#### [Set task]
Switch every "keypoint" in the material below to "marker" and give the material again with nothing else changed.

Start of Data entries

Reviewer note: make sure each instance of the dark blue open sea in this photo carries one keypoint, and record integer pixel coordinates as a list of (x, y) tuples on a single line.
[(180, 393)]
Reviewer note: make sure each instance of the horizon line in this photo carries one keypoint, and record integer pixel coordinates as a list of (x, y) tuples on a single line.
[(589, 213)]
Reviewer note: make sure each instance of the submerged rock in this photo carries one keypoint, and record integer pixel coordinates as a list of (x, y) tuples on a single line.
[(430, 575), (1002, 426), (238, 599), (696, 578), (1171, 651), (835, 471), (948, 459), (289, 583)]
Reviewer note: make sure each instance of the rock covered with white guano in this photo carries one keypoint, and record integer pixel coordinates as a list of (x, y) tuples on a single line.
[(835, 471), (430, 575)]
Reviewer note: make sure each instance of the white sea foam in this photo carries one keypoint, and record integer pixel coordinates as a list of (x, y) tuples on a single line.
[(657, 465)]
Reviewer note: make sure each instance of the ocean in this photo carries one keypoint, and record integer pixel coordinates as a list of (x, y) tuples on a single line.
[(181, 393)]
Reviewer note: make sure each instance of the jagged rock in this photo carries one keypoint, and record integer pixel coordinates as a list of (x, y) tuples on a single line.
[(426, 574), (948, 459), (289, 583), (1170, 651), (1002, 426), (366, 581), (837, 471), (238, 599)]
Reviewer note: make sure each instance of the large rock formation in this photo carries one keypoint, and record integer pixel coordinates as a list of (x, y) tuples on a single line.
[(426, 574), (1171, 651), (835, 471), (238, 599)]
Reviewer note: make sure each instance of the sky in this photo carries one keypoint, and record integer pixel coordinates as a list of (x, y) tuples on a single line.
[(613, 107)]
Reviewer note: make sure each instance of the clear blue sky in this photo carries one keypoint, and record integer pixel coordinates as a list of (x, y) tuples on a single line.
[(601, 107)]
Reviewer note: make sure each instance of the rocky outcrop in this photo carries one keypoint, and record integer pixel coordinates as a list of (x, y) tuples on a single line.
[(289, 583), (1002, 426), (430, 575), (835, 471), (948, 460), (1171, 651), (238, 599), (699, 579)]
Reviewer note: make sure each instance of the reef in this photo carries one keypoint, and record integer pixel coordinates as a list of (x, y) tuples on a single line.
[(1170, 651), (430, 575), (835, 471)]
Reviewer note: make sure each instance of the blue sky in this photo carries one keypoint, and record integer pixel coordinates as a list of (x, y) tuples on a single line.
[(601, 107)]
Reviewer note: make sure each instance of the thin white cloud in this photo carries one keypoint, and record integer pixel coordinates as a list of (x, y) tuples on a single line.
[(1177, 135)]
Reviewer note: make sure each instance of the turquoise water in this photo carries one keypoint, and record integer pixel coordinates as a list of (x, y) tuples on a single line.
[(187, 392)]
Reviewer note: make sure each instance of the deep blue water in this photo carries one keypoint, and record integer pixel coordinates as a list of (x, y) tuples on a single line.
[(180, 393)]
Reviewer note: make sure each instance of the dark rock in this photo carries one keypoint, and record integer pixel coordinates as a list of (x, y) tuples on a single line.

End of Data entries

#### [Response to the exercise]
Reviewer note: make sure each instance of the dark blue open sea in this photo carries one marker, and record integer pixel coordinates as a list of (x, y) tuples on a single line.
[(180, 393)]
Reviewer note: make sure each instance of the horizon line in this photo carries one marker, and record integer pixel coordinates as a list of (x, y) tuples on a single line.
[(589, 213)]
Reviewer note: make sure each instance of the submerged rock in this photo carries one marker, and record integer pixel coordinates as a list of (x, y) tuples on a single line.
[(430, 575), (1002, 426), (238, 599), (696, 578), (1171, 651), (835, 471), (948, 459), (289, 583)]
Reviewer note: make sure each instance of the rock covered with white guano in this photo carries one marker, and record integer pixel coordinates as a list of (x, y) tuples on a single line.
[(835, 471), (430, 575)]
Reviewer note: make sure each instance of the white sea foam in this photo carries one marker, and record integer pixel coordinates as a list of (x, y) tuples on a single line.
[(657, 465)]
Reviewer note: make sure each instance of the ocean in this photo carries one marker, and record integer pixel coordinates as a list of (x, y) tuples on a single line.
[(181, 393)]
Reviewer note: make sure each instance of the jagged rock in this photo carries one marker, and record integer pixel coordinates as a list of (x, y) tuples on a single line.
[(426, 574), (948, 459), (289, 583), (1170, 651), (1002, 426), (366, 581), (837, 471), (238, 599)]
Reviewer note: make sure each instance of the large rock formation in this photo carries one marker, and record integer pixel coordinates as a list of (x, y) tuples on a single line.
[(426, 574), (1171, 651), (835, 471), (238, 599)]
Reviewer note: make sure each instance of the sky in this photo carries one marker, and record integer pixel coordinates as a list of (x, y) tuples on a single line.
[(613, 107)]
Reviewer note: make sure each instance of the clear blue sky in this photo carries one marker, and record integer pixel coordinates as a list of (x, y) tuples on a single line.
[(601, 107)]
Reviewer note: make sure each instance of the rocky outcrop in this photo carries one marker, and record integer pixel coordinates as a list of (x, y) tuples on a single line.
[(289, 583), (1002, 426), (430, 575), (835, 471), (948, 460), (1171, 651), (238, 599), (699, 579)]
Reviewer note: make sure each instance of the reef in this photo carries one marker, and record integer pixel coordinates as a list of (x, y) tuples on a single line.
[(1170, 651), (430, 575), (835, 471)]
Reviewer note: make sure each instance of the blue sky in this photo carries one marker, and record integer pixel coordinates as a list of (x, y) tuples on a single line.
[(601, 107)]
Reviewer note: make sure each instance of the thin white cloud in this photo carries one marker, and record integer pixel coordinates as a list of (x, y) tuples on a single line.
[(1177, 135)]
Reviewer note: make sure each instance of the turquoise water in this photo carries one marker, and record integer pixel coordinates as a list of (x, y) tuples on a single line.
[(187, 392)]
Reviewer note: make sure each instance of the deep blue water in this photo carries one marker, and record integer pixel coordinates as a list of (x, y) tuples on a single line.
[(180, 393)]
Reviewer note: make sure each instance of the dark rock in this photo carries one marker, and record integer pixel coordinates as a list of (x, y) tuples on a single line.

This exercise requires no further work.